**Aim of the task**
Copy the data below line for line, without altering a single character.

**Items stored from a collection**
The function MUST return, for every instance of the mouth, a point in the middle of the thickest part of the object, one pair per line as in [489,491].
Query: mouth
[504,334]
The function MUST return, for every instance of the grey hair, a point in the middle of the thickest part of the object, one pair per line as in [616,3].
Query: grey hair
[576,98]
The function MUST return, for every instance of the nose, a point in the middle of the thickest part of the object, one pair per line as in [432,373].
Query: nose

**Written response**
The function MUST return, for every instance of the mouth, a point in the middle of the thickest part of the object, one pair per line as in [489,491].
Query: mouth
[504,334]
The function MUST return, for every instance of the grey hair, a point in the middle of the thickest part of the object, one pair per line as in [616,3].
Query: grey hair
[576,98]
The function MUST return, for every instance of the nose, a point in the middle of the thickest part of the object, one pair per line as in [432,373].
Query: nose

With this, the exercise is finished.